*** Opening Exercise input ***

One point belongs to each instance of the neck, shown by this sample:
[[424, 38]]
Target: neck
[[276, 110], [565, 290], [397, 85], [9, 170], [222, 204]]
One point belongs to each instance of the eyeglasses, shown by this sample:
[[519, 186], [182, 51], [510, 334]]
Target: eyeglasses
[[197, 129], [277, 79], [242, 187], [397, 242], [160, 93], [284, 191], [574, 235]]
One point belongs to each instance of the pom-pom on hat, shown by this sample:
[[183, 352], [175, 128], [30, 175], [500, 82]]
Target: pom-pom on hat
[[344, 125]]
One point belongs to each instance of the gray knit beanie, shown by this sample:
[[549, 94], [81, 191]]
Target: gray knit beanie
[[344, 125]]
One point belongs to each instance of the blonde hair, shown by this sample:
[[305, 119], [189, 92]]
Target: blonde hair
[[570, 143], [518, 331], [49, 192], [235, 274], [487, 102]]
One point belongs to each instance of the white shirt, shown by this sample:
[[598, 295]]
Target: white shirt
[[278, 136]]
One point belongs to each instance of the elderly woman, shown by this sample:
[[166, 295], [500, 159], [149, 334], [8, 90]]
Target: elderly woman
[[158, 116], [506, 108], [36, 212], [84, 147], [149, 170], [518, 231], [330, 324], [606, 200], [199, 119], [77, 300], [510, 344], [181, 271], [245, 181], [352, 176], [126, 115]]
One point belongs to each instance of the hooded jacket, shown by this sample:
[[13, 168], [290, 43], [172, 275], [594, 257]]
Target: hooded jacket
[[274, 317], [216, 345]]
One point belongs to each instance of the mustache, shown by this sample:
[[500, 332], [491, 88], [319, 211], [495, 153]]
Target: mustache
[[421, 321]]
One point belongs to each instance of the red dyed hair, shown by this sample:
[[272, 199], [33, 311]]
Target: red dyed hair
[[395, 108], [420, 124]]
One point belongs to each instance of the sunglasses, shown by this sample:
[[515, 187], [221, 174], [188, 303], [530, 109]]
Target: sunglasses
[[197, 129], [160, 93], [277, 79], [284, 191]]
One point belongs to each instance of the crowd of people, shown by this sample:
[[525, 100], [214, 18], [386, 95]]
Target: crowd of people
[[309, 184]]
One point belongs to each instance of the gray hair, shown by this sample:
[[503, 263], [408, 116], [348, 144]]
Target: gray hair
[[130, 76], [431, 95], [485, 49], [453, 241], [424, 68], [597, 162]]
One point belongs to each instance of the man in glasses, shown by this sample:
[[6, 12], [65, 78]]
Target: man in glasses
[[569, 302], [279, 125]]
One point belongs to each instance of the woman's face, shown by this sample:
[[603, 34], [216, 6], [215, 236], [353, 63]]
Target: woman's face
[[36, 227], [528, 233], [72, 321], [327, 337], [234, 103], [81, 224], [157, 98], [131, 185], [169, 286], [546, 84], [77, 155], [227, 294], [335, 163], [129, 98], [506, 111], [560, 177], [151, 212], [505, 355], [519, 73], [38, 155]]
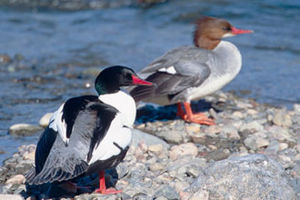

*** Closing Exercise input ***

## Required action
The expected answer is the complete set of entries, copied verbatim, with no pictures.

## Problem solution
One point belongs to each instance of the neck, shown by this sample:
[[424, 38]]
Target: neck
[[276, 110], [565, 290], [397, 85], [9, 170], [222, 204]]
One point belongs to each instance of the eyeglasses, shown by this sample:
[[519, 186], [182, 51], [510, 334]]
Target: eyeglasses
[[197, 129], [277, 79], [242, 187], [397, 242], [160, 93], [284, 191], [574, 235]]
One point belongs to each instance of the pom-pom on hat, shown by this sample:
[[183, 352], [175, 128], [30, 175], [500, 82]]
Target: pom-pom on hat
[[344, 125]]
One point belongs to each instance of the gray knit beanie, shown by this sample:
[[549, 94], [81, 191]]
Target: gray knit beanie
[[344, 125]]
One point belongs to each instance of the blonde hair, shown by this sample:
[[305, 119], [189, 92]]
Target: blonde hair
[[570, 143], [518, 331], [49, 192], [235, 274], [487, 102]]
One point belongs to each instance of the white shirt, shown by this sample:
[[598, 295]]
Target: white shirt
[[278, 136]]
One point belongs to each instance of the elderly woman, shown by this sample:
[[166, 295], [500, 159], [149, 334], [8, 90]]
Target: elderly woman
[[158, 116], [506, 108], [36, 212], [84, 147], [149, 170], [518, 231], [330, 324], [606, 200], [199, 119], [77, 300], [510, 344], [181, 271], [245, 181], [352, 176], [126, 115]]
One point belongs to each instance of the hooded jacket, shown by this sample:
[[13, 168], [290, 43], [172, 275], [594, 257]]
Target: hooded jacket
[[274, 317], [216, 345]]
One point belongs to each instance of the mustache, shown by this sample:
[[500, 332], [491, 88], [319, 211], [495, 153]]
Target: mustache
[[421, 321]]
One point belongs to each instance of the red dyed hair, shown by this sample:
[[272, 199], [33, 311]]
Target: red dyed hair
[[395, 108], [420, 124]]
One point belongs to each instance of the sunglasses, shown by this sample:
[[515, 187], [221, 174], [188, 303], [530, 109]]
Target: sunglasses
[[197, 129], [160, 93], [277, 79], [284, 191]]
One point belongs to each instance of the crowd of people, shown by this sample:
[[525, 100], [214, 18], [386, 95]]
Target: crowd of people
[[309, 184]]
One point belongs to each instance of the gray hair, shown by this sample:
[[503, 263], [408, 116], [348, 144]]
Target: gray hair
[[130, 76], [431, 95], [485, 49], [453, 241], [424, 68], [597, 162]]
One point belongs to each instance of the man in glasses, shown by this sample:
[[6, 12], [65, 78]]
Target: man in glasses
[[569, 302], [279, 125]]
One point belongs to each instance of the woman's face, shown by this sample:
[[603, 34], [216, 6], [215, 236], [353, 63]]
Target: woman's face
[[36, 227], [528, 233], [72, 321], [327, 337], [234, 103], [81, 224], [157, 98], [131, 185], [169, 286], [546, 84], [77, 155], [227, 294], [335, 163], [129, 98], [506, 111], [560, 177], [151, 212], [505, 355], [519, 73], [38, 155]]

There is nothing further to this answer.